PROMPT: Put the lines below into a Markdown table with two columns, Row and Line. Number each row and leave out blank lines.

RECORDS FOR PROCESSING:

☆ ☆ ☆

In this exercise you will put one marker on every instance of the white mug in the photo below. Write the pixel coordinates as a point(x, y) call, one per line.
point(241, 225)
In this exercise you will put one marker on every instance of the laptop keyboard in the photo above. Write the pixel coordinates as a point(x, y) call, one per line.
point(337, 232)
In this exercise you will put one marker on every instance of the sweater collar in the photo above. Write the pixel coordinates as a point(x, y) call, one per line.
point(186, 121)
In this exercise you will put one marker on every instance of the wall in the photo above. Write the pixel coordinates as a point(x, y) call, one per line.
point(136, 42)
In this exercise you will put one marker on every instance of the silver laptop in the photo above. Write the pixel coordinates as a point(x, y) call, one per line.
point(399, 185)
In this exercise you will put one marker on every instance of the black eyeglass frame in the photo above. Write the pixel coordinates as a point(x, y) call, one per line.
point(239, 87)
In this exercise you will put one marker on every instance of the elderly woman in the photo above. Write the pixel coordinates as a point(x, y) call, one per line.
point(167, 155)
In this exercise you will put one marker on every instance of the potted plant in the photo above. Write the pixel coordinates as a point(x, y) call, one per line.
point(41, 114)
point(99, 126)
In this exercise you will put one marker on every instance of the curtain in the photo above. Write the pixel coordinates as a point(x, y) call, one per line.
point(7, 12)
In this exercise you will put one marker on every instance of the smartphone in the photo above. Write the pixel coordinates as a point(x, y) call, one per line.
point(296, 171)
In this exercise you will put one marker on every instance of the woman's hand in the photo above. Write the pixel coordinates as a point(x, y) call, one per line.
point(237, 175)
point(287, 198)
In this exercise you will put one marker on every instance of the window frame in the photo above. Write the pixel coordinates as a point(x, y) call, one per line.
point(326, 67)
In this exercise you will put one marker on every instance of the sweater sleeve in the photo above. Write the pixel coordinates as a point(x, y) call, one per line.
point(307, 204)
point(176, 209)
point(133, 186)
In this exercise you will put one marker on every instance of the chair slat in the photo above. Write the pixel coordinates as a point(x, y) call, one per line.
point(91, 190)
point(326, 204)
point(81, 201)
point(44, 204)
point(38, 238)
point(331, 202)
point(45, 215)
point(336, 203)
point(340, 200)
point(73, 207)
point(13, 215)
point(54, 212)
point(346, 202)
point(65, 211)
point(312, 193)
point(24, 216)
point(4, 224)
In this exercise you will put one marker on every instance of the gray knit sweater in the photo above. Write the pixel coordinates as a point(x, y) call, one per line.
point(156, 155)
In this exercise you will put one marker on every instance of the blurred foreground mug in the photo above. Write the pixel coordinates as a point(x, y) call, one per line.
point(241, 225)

☆ ☆ ☆

RESPONSE TO THIS TASK:
| Row | Line |
|---|---|
| 1 | In this exercise you will put one marker on every instance of the white mug in the photo below. Write the pixel coordinates as a point(x, y) call, one per line. |
| 2 | point(241, 225) |
| 3 | In this exercise you will put one marker on every instance of the laptop keyboard in the photo above. Write the pixel coordinates as a point(x, y) call, one per line. |
| 4 | point(337, 232) |
| 5 | In this exercise you will put one marker on every instance of the sweater collar in the photo above. Write the pixel coordinates as a point(x, y) call, one per line. |
| 6 | point(186, 121) |
| 7 | In this exercise you will put one marker on every instance of the wall in the photo above. Write the pixel coordinates as a point(x, y) call, one per line. |
| 8 | point(136, 42) |
| 9 | In this exercise you will put one marker on every instance of the silver laptop in the photo above. Write the pixel coordinates as a point(x, y) call, one per line. |
| 10 | point(399, 185) |
| 11 | In this exercise you will put one marker on every instance of the black eyeglass frame in the photo above. Write the pixel coordinates as a point(x, y) call, one per line. |
| 12 | point(239, 87) |
| 13 | In this exercise you will put one marker on every instance of the elderly woman in the photo above. Write the pixel coordinates as a point(x, y) call, one per line. |
| 14 | point(167, 155) |
| 15 | In this exercise you will put one marker on every instance of the potted plant in the photo above. Write the pixel coordinates as a point(x, y) call, one per line. |
| 16 | point(41, 114) |
| 17 | point(99, 126) |
| 18 | In this exercise you will put one marker on every instance of the curtain in the photo above. Write the pixel coordinates as a point(x, y) call, one per line. |
| 19 | point(7, 12) |
| 20 | In this exercise you will put one marker on every instance of the smartphone in the photo above. Write the pixel coordinates as a point(x, y) call, one per line. |
| 21 | point(296, 171) |
| 22 | In this exercise you will put one marker on every instance of the woman's hand in the photo above. Write the pixel coordinates as a point(x, y) call, one per line. |
| 23 | point(237, 175) |
| 24 | point(287, 198) |
| 25 | In this exercise you will put one marker on every instance of the window frame in the photo above. Write the pixel coordinates as a point(x, y) call, one per line. |
| 26 | point(326, 67) |
| 27 | In this exercise you will put one marker on every instance of the sweater sleeve in the photo above. Write the pixel coordinates as a point(x, y) call, one per line. |
| 28 | point(307, 204) |
| 29 | point(176, 209) |
| 30 | point(133, 186) |
| 31 | In this exercise you will put one marker on every instance of the chair slat in the photo above. Write the pixel coordinates as a point(x, y) call, one per line. |
| 32 | point(91, 190) |
| 33 | point(326, 204) |
| 34 | point(81, 201) |
| 35 | point(44, 204) |
| 36 | point(38, 238) |
| 37 | point(331, 202) |
| 38 | point(45, 215) |
| 39 | point(336, 203) |
| 40 | point(340, 200) |
| 41 | point(73, 207) |
| 42 | point(13, 215) |
| 43 | point(54, 212) |
| 44 | point(346, 202) |
| 45 | point(65, 211) |
| 46 | point(312, 193) |
| 47 | point(24, 216) |
| 48 | point(4, 224) |
| 49 | In this exercise you will put one marker on every instance of the gray knit sweater in the photo above. Write the pixel coordinates as a point(x, y) call, one per line. |
| 50 | point(156, 155) |
| 51 | In this exercise you will put one marker on every instance of the blurred foreground mug in the photo above. Write the pixel coordinates as a point(x, y) call, one per line. |
| 52 | point(241, 225) |